- Exercise aim
In the records from the beginning through the line containing "[(284, 760), (468, 688), (374, 756)]", switch every "pick-planner roster" to "packing checklist" and change nothing else. Leave the pictures out.

- The input
-*-*-

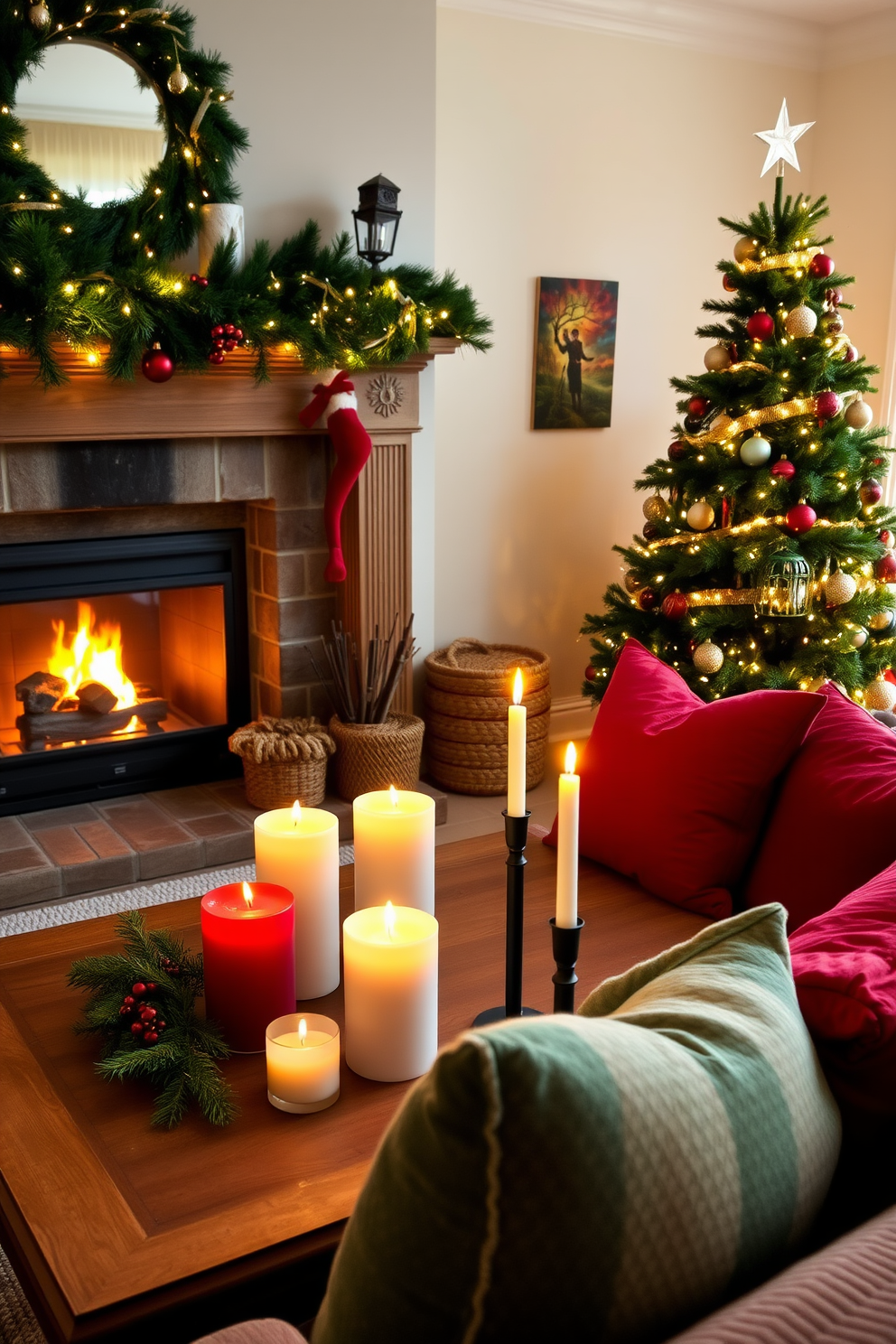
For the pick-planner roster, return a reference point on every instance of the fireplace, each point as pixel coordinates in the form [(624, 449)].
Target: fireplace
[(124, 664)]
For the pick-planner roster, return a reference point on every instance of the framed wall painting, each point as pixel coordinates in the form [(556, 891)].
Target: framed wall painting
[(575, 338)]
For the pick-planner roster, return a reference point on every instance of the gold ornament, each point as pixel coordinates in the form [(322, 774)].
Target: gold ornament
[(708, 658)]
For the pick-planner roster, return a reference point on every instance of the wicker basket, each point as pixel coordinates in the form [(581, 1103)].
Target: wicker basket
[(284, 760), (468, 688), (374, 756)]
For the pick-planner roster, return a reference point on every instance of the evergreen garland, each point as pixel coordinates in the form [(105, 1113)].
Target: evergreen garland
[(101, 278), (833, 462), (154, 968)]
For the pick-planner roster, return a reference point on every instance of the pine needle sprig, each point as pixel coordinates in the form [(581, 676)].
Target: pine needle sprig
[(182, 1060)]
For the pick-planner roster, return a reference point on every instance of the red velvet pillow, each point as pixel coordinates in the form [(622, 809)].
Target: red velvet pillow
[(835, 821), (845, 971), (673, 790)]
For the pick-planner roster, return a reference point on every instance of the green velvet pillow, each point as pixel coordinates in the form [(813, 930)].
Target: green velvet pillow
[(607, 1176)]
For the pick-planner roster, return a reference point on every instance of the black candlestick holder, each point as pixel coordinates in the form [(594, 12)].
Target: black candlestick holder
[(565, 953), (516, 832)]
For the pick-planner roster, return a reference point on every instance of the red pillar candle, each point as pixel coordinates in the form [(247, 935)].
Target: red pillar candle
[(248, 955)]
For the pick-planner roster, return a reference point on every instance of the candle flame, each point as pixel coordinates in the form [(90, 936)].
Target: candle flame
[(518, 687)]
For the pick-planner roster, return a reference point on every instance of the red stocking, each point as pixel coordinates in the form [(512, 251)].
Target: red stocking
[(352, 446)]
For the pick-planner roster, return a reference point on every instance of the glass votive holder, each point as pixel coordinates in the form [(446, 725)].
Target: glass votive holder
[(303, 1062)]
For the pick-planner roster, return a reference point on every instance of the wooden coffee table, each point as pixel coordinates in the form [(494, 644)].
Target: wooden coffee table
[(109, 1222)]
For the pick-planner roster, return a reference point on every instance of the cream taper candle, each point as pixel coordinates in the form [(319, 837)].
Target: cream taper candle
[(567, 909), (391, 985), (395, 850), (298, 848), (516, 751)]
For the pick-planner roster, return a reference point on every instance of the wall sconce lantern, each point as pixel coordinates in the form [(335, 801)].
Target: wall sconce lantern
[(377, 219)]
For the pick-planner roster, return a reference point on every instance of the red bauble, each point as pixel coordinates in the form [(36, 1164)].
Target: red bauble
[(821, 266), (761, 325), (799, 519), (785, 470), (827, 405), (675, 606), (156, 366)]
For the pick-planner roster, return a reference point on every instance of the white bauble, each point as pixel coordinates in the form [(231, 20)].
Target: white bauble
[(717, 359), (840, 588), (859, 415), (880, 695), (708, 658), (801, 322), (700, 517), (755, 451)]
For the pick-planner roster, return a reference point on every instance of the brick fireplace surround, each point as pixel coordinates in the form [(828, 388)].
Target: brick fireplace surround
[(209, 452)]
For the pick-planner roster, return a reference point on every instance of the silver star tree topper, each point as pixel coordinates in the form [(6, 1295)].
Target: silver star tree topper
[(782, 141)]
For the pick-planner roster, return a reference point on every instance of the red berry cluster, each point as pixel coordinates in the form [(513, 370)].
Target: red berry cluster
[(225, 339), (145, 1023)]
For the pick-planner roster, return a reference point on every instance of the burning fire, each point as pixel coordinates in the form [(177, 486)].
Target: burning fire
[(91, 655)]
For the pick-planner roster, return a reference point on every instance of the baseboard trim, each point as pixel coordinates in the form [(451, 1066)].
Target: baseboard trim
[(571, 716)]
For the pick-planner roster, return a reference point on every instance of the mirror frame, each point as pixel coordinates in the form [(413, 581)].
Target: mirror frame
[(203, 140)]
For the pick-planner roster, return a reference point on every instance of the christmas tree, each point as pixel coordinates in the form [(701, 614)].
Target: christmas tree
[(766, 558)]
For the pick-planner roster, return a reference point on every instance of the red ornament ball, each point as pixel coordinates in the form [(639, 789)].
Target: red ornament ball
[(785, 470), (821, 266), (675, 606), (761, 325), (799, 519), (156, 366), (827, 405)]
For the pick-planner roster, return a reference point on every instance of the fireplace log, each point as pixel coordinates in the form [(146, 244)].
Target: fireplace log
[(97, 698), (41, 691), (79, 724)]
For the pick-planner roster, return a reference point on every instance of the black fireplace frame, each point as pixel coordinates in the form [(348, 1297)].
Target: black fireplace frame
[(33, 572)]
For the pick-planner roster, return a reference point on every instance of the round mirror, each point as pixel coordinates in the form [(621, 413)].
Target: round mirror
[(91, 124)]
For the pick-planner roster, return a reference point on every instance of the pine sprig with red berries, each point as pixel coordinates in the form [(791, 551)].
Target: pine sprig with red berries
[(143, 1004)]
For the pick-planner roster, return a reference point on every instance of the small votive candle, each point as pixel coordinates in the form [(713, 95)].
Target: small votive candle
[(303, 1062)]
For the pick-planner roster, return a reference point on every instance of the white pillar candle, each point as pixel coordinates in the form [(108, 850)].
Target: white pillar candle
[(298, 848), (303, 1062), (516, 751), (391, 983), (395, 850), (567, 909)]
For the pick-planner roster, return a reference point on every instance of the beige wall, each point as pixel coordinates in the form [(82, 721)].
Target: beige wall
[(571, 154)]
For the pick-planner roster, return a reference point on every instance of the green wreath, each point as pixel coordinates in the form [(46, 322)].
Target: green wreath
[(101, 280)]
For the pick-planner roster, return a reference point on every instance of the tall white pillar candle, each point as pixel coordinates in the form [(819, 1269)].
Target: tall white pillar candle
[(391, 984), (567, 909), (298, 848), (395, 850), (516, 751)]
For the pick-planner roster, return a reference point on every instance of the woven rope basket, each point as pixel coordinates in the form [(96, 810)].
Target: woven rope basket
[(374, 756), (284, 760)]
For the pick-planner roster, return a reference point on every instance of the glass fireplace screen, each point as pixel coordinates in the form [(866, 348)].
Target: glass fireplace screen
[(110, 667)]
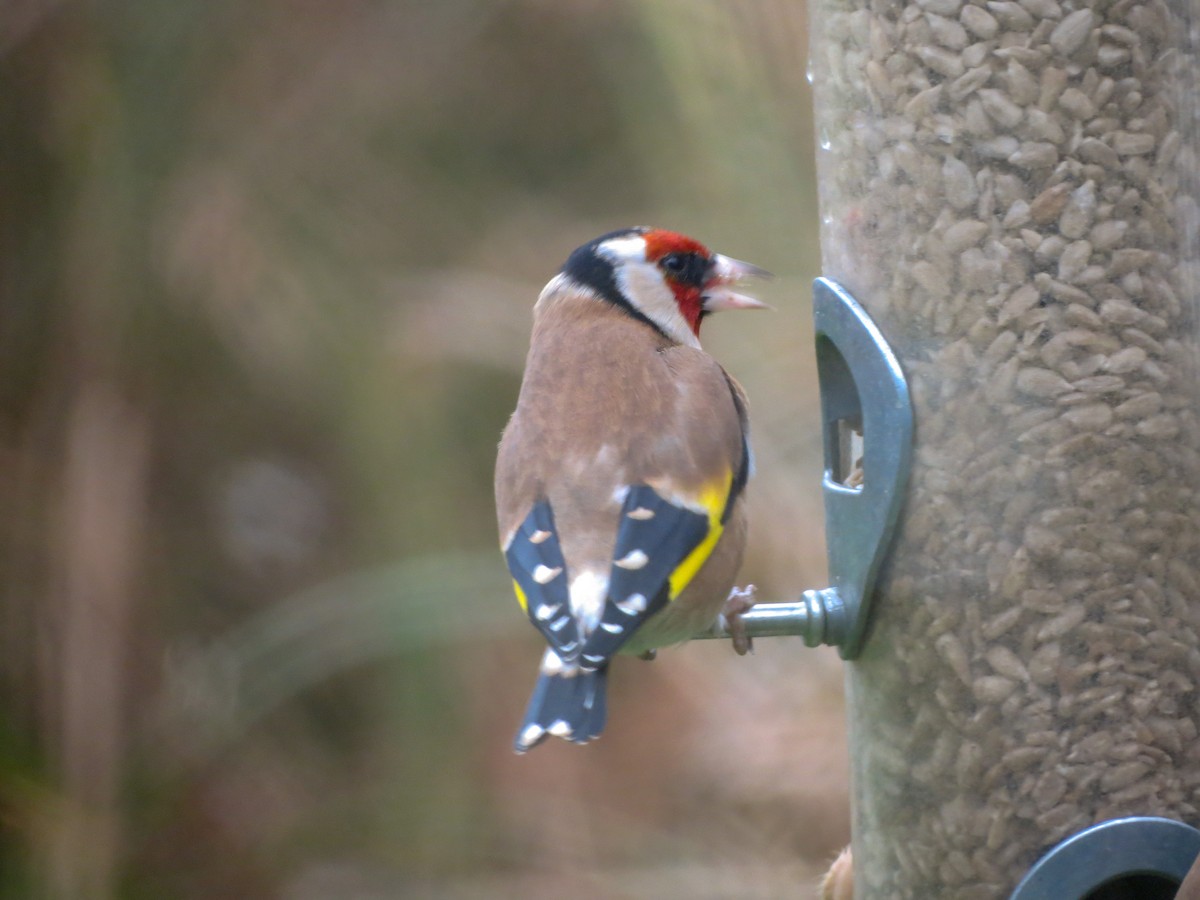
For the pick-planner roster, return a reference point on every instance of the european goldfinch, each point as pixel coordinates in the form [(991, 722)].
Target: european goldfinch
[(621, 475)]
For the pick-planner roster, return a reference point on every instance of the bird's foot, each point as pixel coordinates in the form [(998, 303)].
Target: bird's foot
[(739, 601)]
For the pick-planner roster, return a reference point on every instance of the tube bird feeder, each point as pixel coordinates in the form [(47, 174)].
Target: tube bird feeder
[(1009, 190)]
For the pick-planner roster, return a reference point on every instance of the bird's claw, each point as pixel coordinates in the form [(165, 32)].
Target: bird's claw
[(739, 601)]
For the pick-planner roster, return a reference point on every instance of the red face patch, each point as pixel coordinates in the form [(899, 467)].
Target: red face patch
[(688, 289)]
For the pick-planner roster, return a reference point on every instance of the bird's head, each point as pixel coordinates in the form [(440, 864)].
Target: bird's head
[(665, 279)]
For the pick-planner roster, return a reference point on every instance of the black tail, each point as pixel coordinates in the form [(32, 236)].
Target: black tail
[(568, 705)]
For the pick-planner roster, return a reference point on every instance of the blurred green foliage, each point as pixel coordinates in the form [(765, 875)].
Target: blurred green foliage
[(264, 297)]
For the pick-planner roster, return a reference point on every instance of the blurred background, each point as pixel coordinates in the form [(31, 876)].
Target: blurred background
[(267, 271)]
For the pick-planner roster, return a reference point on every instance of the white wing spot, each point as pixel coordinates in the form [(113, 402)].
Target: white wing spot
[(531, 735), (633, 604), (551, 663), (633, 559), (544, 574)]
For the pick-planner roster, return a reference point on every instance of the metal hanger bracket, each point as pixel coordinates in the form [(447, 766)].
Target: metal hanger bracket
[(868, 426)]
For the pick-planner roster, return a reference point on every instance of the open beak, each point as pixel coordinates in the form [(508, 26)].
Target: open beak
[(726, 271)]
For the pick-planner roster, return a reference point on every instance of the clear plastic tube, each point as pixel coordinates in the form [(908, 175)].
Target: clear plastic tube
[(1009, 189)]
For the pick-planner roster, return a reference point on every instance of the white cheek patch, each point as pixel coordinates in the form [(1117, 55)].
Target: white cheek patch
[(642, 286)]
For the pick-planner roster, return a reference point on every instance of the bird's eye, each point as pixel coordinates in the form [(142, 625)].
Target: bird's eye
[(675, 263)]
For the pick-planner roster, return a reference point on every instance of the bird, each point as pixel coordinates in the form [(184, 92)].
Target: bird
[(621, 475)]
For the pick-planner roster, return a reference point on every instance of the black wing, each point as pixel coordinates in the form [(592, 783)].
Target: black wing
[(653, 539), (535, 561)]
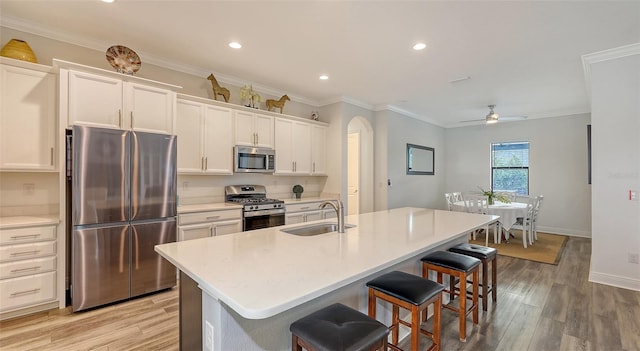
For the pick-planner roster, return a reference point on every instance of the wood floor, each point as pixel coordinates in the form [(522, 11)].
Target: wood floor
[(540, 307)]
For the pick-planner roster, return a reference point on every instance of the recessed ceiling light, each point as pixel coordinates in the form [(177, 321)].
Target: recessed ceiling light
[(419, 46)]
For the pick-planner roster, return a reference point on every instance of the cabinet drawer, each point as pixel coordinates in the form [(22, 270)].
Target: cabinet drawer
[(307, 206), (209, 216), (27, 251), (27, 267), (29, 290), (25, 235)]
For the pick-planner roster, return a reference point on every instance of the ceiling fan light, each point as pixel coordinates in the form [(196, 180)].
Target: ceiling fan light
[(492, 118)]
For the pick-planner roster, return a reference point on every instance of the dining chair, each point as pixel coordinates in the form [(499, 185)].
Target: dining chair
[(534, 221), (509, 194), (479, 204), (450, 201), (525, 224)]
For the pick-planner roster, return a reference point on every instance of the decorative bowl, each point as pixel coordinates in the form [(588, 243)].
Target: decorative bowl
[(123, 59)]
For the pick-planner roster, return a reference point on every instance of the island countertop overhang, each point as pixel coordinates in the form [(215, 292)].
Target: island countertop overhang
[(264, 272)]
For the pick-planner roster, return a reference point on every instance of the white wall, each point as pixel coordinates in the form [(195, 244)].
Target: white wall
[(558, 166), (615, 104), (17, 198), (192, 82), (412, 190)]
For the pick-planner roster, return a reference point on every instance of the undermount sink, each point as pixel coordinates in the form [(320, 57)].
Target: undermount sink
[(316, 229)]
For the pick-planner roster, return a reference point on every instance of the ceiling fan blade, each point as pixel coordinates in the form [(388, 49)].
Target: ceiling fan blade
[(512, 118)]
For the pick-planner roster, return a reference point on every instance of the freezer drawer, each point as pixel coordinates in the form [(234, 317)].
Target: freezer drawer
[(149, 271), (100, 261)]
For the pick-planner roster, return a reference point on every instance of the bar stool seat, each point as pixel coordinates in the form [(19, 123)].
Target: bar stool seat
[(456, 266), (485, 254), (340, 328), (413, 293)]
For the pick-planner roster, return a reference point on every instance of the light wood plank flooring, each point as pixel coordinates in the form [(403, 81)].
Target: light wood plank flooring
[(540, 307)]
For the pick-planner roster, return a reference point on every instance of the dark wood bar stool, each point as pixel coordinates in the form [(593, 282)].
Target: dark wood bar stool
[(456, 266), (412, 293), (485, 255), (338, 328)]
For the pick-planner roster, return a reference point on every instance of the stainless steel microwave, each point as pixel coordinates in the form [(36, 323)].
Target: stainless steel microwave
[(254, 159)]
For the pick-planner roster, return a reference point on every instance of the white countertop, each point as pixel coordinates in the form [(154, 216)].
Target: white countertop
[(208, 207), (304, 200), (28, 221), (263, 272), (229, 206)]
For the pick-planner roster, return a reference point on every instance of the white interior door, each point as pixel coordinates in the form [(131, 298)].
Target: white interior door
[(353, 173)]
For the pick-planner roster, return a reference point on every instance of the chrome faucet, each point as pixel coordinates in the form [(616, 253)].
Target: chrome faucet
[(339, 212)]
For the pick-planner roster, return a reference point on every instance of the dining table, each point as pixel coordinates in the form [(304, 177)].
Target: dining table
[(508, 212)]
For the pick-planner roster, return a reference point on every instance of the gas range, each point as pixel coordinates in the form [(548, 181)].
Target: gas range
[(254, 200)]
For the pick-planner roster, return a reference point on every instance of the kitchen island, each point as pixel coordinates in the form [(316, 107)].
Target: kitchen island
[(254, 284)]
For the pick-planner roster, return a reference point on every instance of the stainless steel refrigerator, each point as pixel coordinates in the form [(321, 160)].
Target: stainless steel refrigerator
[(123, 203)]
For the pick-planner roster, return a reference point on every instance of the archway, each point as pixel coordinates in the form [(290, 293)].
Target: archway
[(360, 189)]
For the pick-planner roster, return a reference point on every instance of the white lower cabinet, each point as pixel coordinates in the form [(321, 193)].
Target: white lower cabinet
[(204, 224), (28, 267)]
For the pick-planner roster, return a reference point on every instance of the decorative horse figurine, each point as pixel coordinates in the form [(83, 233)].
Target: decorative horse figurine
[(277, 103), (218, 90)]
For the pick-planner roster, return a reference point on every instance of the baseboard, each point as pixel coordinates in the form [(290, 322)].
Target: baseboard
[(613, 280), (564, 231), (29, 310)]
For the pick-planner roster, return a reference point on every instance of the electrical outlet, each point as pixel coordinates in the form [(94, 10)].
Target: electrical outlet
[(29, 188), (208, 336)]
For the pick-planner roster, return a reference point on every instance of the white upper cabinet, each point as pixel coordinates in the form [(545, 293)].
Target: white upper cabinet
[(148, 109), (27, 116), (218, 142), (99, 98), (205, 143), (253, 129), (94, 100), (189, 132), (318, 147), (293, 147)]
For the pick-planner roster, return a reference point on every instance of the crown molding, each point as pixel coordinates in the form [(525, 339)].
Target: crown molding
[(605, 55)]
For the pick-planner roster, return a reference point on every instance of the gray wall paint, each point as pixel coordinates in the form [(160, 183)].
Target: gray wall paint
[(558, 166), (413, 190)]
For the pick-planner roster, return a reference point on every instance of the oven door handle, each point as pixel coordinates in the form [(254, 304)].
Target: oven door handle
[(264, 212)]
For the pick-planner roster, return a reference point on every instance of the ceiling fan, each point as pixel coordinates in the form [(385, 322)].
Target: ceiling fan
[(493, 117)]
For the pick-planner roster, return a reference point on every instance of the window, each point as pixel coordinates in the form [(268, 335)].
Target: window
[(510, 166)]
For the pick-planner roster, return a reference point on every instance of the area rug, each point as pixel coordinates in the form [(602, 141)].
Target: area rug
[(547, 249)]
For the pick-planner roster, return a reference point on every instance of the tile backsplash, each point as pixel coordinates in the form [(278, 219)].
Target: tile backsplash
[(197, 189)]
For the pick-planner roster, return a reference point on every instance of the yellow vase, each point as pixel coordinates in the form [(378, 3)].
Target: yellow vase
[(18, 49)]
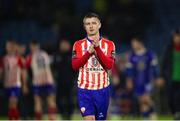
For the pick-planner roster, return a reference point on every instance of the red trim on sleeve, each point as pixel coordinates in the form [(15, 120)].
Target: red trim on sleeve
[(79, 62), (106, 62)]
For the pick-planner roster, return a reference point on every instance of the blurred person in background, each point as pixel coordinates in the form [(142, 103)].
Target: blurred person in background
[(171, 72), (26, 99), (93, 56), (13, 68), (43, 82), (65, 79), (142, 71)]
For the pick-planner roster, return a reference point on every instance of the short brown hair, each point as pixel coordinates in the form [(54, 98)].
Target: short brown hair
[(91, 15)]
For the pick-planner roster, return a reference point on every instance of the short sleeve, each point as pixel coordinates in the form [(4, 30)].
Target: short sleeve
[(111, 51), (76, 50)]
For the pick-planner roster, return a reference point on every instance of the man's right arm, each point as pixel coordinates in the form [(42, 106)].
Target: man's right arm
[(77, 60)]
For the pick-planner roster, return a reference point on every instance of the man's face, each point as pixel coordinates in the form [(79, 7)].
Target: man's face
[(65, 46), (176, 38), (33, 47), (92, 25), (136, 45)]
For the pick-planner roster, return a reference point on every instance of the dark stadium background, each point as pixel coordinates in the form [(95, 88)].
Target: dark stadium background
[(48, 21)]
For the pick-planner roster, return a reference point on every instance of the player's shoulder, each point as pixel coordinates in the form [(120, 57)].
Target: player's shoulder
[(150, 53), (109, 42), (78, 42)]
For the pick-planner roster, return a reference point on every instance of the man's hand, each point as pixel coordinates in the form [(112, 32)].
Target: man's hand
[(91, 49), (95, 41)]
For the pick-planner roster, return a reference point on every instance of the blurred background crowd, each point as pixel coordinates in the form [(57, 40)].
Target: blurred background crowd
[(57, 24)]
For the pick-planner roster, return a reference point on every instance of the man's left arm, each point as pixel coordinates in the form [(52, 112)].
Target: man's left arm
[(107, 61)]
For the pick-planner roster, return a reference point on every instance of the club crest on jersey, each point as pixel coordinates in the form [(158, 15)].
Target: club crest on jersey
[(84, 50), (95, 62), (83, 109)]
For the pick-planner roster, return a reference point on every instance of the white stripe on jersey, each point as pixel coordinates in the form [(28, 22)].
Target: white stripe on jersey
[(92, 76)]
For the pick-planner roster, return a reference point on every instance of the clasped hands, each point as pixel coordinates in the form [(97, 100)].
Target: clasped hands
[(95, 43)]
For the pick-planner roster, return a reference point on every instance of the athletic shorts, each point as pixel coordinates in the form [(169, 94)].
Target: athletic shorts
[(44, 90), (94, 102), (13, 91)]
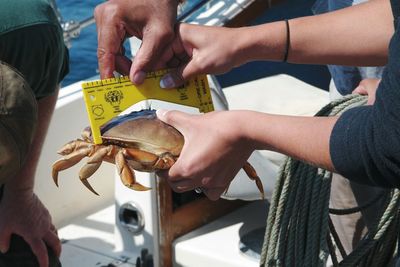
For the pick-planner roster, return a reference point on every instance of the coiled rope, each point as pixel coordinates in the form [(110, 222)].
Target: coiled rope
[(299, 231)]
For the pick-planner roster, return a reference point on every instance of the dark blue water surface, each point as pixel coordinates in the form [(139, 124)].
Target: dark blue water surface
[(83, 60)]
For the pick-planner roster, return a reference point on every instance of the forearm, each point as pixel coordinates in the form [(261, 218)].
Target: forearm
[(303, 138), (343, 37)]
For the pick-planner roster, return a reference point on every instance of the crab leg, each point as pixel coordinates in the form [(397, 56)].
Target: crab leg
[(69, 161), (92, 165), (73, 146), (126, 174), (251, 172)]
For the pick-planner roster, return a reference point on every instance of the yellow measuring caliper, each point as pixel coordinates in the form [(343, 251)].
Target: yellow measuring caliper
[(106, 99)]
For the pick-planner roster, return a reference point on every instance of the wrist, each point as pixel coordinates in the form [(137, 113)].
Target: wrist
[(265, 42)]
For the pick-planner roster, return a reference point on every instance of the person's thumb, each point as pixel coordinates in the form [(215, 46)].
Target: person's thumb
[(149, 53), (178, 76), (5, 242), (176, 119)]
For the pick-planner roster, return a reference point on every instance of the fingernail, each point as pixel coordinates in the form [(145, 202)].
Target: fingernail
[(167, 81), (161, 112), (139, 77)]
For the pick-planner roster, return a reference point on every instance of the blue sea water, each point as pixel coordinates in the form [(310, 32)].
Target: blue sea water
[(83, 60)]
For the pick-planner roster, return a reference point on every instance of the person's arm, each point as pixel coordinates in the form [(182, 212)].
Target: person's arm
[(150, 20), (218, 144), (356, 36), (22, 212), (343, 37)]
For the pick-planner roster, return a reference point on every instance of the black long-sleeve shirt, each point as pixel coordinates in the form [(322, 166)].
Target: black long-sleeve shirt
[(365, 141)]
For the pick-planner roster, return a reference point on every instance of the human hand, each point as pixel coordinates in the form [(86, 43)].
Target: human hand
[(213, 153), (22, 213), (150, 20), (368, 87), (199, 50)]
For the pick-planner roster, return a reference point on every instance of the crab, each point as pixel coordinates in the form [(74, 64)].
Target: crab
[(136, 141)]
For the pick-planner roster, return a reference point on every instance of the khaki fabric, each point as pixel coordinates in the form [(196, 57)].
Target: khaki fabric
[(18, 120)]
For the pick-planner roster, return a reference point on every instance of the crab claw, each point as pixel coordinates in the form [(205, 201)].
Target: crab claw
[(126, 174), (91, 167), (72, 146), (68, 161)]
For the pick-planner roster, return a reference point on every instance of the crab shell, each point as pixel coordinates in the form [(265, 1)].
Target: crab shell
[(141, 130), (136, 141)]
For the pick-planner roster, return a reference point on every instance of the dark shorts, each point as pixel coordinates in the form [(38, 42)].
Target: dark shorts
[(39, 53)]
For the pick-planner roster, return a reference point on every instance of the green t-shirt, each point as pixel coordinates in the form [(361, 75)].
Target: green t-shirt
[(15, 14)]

-*-*-

- Solution
For the packing checklist, return a reference point on every instance of the fireplace, each point as pixel coordinates in the form [(624, 449)].
Target: fireplace
[(124, 664)]
For the packing checklist, return a reference point on every instance of the framed wall painting, each point as pixel coordinates in the form [(556, 891)].
Target: framed wall painting
[(575, 338)]
For the packing checklist, return a reference point on every instance of the gold ornament, each point as pixel coordinates in the form [(322, 774)].
Target: gold ornament
[(708, 658)]
For the packing checklist, return a reference point on every instance of the wicker basket, each point as pixel coordinates in the form [(581, 1103)].
Target: wicker basket
[(284, 760), (468, 688), (374, 756)]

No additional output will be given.